◆ **PROBLEM STATEMENT**: Restating the data word for word is all that is required.

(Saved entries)

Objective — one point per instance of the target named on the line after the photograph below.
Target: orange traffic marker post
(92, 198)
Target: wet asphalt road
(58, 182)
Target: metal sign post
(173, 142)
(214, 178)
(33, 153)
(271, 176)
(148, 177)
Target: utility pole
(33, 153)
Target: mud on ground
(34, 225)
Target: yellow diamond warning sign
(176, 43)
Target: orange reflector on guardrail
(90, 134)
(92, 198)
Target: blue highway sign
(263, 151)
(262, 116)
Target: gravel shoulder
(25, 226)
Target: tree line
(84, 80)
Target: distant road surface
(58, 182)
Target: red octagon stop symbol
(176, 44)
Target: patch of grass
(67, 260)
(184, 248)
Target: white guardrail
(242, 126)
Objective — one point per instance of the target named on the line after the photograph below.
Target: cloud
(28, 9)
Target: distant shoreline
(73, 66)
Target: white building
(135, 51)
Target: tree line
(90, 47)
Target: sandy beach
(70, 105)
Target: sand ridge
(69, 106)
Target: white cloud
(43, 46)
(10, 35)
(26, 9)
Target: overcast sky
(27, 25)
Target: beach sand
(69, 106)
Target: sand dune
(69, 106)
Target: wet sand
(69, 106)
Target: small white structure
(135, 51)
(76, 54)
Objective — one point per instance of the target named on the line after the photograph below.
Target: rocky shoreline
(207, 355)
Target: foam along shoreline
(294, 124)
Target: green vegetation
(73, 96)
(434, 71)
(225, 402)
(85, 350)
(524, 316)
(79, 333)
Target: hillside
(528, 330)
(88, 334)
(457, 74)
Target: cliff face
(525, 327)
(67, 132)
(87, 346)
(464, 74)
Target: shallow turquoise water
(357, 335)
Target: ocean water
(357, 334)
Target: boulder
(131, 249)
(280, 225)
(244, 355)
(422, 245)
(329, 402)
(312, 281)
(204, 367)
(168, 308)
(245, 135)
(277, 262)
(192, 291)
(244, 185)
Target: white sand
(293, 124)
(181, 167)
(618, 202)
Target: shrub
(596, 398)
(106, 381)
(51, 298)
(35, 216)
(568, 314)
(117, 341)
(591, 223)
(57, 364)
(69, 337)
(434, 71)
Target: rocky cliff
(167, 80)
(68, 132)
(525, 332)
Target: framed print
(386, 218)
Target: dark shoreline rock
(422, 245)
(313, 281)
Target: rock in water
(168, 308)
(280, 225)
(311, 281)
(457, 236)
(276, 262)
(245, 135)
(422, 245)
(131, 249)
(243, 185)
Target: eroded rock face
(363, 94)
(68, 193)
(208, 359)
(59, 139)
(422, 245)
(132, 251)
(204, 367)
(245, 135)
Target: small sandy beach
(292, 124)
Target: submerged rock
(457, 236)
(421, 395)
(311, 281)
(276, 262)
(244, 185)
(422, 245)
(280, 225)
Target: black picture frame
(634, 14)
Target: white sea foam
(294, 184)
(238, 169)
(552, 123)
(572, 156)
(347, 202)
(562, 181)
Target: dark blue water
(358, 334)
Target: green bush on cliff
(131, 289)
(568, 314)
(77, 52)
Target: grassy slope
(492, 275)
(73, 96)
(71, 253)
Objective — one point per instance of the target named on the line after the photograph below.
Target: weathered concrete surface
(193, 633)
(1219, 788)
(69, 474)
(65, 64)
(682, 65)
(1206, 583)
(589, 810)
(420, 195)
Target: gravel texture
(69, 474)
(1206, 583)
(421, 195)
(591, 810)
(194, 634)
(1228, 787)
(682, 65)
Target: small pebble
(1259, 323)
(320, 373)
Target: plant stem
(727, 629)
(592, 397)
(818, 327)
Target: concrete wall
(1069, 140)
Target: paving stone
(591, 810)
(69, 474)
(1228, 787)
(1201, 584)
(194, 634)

◆ **ANSWER FOR THE TASK**:
Objective — one point per instance of the target named on the line after the photograph below.
Target: orange traffic marker post
(92, 198)
Target: wet asphalt road
(58, 182)
Target: metal sign post
(173, 142)
(214, 178)
(33, 153)
(271, 176)
(148, 177)
Target: utility pole
(33, 153)
Target: mud on ground
(34, 225)
Target: yellow diamond warning sign
(176, 43)
Target: orange reflector on guardrail
(90, 134)
(92, 198)
Target: blue highway sign
(263, 151)
(262, 116)
Target: gravel shoulder
(25, 226)
Target: tree line
(84, 80)
Target: distant road surface
(58, 182)
Target: red octagon stop symbol
(176, 44)
Target: patch of grass
(67, 260)
(184, 248)
Target: white guardrail
(242, 126)
Objective — one point per instance of the target named on the line after the photograph below.
Target: cloud
(28, 9)
Target: distant shoreline
(73, 66)
Target: white building
(135, 51)
Target: tree line
(90, 47)
Target: sandy beach
(70, 105)
Target: sand ridge
(69, 106)
Target: white cloud
(43, 46)
(10, 35)
(26, 9)
Target: overcast sky
(27, 25)
Target: beach sand
(69, 106)
Target: sand dune
(69, 106)
Target: wet sand
(69, 106)
Target: small white structure
(135, 51)
(76, 54)
Objective — one point per instance of the target named on the line after the photograph below.
Target: rocky shoreline
(207, 355)
Target: foam along shoreline
(294, 124)
Target: green vegetation
(73, 96)
(434, 71)
(225, 402)
(85, 350)
(524, 316)
(79, 333)
Target: hillside
(528, 330)
(88, 334)
(457, 74)
Target: cliff face
(525, 327)
(67, 132)
(87, 346)
(464, 74)
Target: shallow turquoise water
(357, 335)
Target: ocean water
(357, 334)
Target: boulder
(131, 249)
(280, 225)
(244, 355)
(422, 245)
(329, 402)
(312, 281)
(204, 367)
(168, 308)
(245, 135)
(277, 262)
(192, 291)
(244, 185)
Target: white sand
(293, 124)
(181, 167)
(618, 202)
Target: shrub
(596, 398)
(106, 381)
(51, 298)
(35, 216)
(568, 314)
(117, 341)
(591, 223)
(57, 364)
(69, 337)
(434, 71)
Target: rocky cliff
(167, 80)
(68, 132)
(525, 332)
Target: framed print
(386, 218)
Target: dark shoreline rock
(422, 245)
(313, 281)
Target: rock in water
(168, 308)
(280, 225)
(311, 281)
(457, 236)
(276, 262)
(245, 135)
(422, 245)
(131, 249)
(243, 185)
Target: eroded rock face
(363, 94)
(68, 193)
(208, 359)
(59, 139)
(422, 245)
(132, 251)
(204, 367)
(245, 135)
Target: small sandy beach
(292, 124)
Target: submerged rock
(457, 236)
(421, 395)
(311, 281)
(276, 262)
(244, 185)
(422, 245)
(280, 225)
Target: black picture frame
(634, 14)
Target: white sea foam
(294, 184)
(238, 169)
(552, 123)
(572, 156)
(347, 202)
(562, 181)
Target: dark blue water
(358, 334)
Target: green bush on cliff
(131, 289)
(568, 314)
(77, 52)
Target: grassy slope
(492, 275)
(73, 96)
(71, 253)
Objective — one point per instance of the target named on the line after the photograph below.
Target: weathered concrete surface
(193, 633)
(1219, 788)
(69, 474)
(65, 64)
(682, 65)
(1206, 583)
(589, 810)
(420, 195)
Target: gravel texture
(69, 474)
(1206, 583)
(421, 195)
(591, 810)
(194, 634)
(1228, 787)
(682, 65)
Target: small pebble
(1259, 323)
(320, 373)
Target: plant stem
(727, 629)
(592, 397)
(818, 327)
Target: concrete wall
(1069, 140)
Target: paving stone
(591, 810)
(69, 474)
(1228, 787)
(1201, 584)
(194, 634)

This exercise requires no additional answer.